_What you are asked to do_
Retype the whole listing verbatim and keep the pictures out of it.

** start of Material for this exercise **

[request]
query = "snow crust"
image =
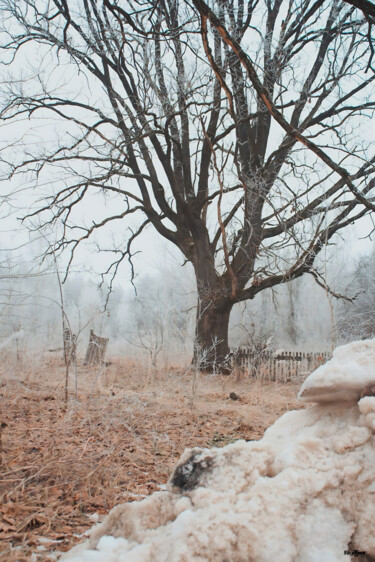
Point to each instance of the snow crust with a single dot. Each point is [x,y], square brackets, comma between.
[347,376]
[303,493]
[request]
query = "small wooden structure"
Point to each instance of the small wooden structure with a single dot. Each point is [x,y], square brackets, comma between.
[278,365]
[70,346]
[96,350]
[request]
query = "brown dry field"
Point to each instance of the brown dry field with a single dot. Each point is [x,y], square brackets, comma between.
[63,466]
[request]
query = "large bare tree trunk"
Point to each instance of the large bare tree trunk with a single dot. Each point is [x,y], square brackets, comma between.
[211,338]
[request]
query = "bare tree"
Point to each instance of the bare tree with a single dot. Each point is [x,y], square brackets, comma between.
[230,141]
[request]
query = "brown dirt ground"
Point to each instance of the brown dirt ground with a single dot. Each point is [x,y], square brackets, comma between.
[63,466]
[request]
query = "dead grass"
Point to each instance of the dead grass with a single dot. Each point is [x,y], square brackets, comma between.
[62,465]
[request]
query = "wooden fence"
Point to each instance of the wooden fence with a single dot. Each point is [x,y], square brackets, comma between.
[279,365]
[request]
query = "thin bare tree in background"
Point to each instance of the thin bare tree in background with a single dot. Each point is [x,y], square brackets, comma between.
[235,142]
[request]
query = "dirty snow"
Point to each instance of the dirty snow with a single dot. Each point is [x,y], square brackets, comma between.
[305,492]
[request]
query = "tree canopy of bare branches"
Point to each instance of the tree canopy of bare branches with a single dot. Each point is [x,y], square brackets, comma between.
[237,130]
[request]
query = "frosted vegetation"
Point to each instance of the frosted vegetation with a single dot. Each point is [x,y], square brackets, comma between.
[304,492]
[158,322]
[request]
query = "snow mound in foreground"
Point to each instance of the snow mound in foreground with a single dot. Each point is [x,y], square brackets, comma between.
[349,375]
[305,492]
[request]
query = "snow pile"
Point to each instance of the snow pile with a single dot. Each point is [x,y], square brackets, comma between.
[305,492]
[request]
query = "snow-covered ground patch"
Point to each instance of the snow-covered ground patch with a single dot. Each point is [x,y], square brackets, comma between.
[305,492]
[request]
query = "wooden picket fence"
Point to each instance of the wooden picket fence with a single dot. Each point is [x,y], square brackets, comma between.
[278,365]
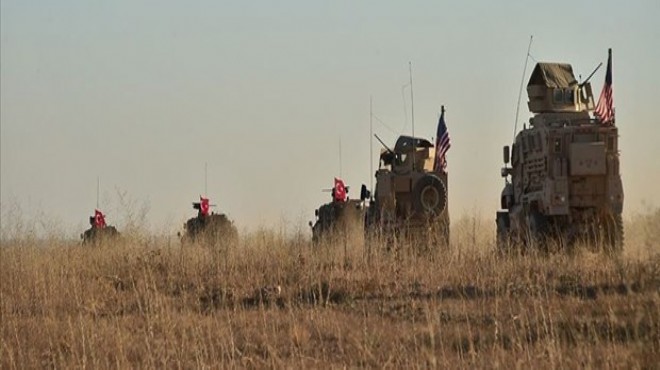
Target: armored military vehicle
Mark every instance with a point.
(563, 184)
(98, 232)
(410, 199)
(339, 220)
(209, 228)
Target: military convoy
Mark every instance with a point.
(563, 184)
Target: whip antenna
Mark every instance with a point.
(522, 81)
(412, 113)
(371, 143)
(98, 186)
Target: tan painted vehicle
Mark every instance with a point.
(209, 228)
(565, 184)
(99, 232)
(340, 220)
(410, 199)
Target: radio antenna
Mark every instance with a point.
(522, 81)
(371, 143)
(339, 156)
(98, 187)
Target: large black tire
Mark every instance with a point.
(430, 196)
(504, 240)
(538, 230)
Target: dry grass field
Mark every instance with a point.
(142, 303)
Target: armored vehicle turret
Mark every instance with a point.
(563, 182)
(209, 228)
(410, 199)
(339, 220)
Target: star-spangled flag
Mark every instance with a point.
(605, 108)
(442, 144)
(339, 193)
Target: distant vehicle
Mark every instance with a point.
(339, 219)
(209, 228)
(98, 232)
(565, 185)
(410, 199)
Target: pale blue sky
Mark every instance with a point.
(142, 94)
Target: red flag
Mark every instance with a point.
(604, 109)
(339, 191)
(442, 144)
(99, 219)
(204, 205)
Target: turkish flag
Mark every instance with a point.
(204, 206)
(340, 191)
(99, 219)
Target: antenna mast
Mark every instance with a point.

** end of Material for this exercise **

_Response below_
[request]
query = "snow crust"
image =
Point to each instance of the snow crust with a single dot. Each point is [x,y], square brackets, comma between.
[347,376]
[303,493]
[request]
query = "small wooden structure"
Point to each instance of the small wooden structure with a single dot. Each point is [x,y], square brackets, comma between.
[278,365]
[70,346]
[96,350]
[request]
query = "brown dry field"
Point to each instance of the brown dry field with a single dot. Each point is [x,y], square brackets, comma between.
[63,466]
[request]
query = "large bare tree trunk"
Point to each instance of the large bare tree trunk with a single dot. Each point is [x,y], square brackets, comma between.
[211,338]
[request]
query = "bare tree"
Point to each instance of the bare tree with a single dot. Each point is [x,y], square brackets, comma between.
[230,141]
[request]
query = "brown dirt ground"
Point to each instance of the brown dirt ground with a single dot. Each point is [x,y], square brackets, comma between.
[63,466]
[request]
query = "dead grass"
Point to each instance of the dead grass with a single dot. Each point is [x,y], square brackets, comma between.
[62,465]
[request]
query = "wooden fence"
Point to each instance of the wooden fence with a single dot. Each point is [x,y], square brackets, comma between.
[279,365]
[request]
query = "thin bare tree in background"
Point to each instance of the thin bare tree in background with a single dot. Each point is [x,y], square brackets, comma between.
[235,142]
[request]
query = "dirty snow"
Point to each instance of the dirty snow with a single dot. Each point is [x,y], square brackets, comma between.
[305,492]
[request]
query = "tree canopy of bare branches"
Point to each instance of the tree canopy of bare branches with a single dot. Each point is [x,y], square brackets, comma between.
[237,130]
[request]
query = "frosted vegetation"
Point to each instance of the frosted vegetation with a single dot. Each point is [x,y], square brackets, comma between.
[304,492]
[158,322]
[request]
query = "snow mound in foreground"
Point to each instance of the snow mound in foreground with a single dot. Each point is [x,y], square brackets, comma between.
[349,375]
[305,492]
[request]
query = "snow pile"
Point to each instance of the snow pile with a single dot. Each point is [x,y], square brackets, comma between.
[305,492]
[request]
query = "snow-covered ground patch"
Point to each instance of the snow-covered ground patch with a single dot. Each point is [x,y], square brackets, comma between.
[305,492]
[request]
query = "wooden picket fence"
Point to each instance of the wooden picket fence with a single dot. Each point is [x,y], square brackets, comma between.
[278,365]
Target: armored military vehicle
Mark every instance with a point.
(563, 184)
(98, 232)
(410, 199)
(339, 220)
(209, 228)
Target: military convoy
Mark every instance with a point.
(563, 184)
Target: whip antenna
Mark every instance with a point.
(522, 81)
(412, 113)
(371, 143)
(98, 186)
Target: tan painted vehicle
Mark every instance with a point.
(209, 228)
(565, 184)
(99, 232)
(340, 220)
(410, 199)
Target: radio antenna
Mark every instance with a point.
(522, 81)
(371, 143)
(339, 156)
(98, 187)
Target: large black tire
Mark every instance with a point.
(430, 196)
(504, 240)
(538, 230)
Target: dry grass field
Mark every instance with a point.
(142, 303)
Target: armored vehicle turret
Mark every instance with a point.
(563, 182)
(209, 228)
(410, 199)
(339, 220)
Target: star-spangled flag
Mark every instance with a point.
(605, 108)
(442, 144)
(339, 193)
Target: distant vehicle
Mark every instance with a point.
(339, 219)
(209, 228)
(98, 232)
(565, 185)
(410, 199)
Target: pale blue sky
Mark every instance with a point.
(142, 94)
Target: red flag
Mark every instance with a point.
(604, 109)
(339, 191)
(442, 144)
(99, 219)
(204, 205)
Target: turkish flag
Mark every instance with a point.
(204, 206)
(340, 191)
(99, 219)
Target: antenna mast
Mark every instance with a point.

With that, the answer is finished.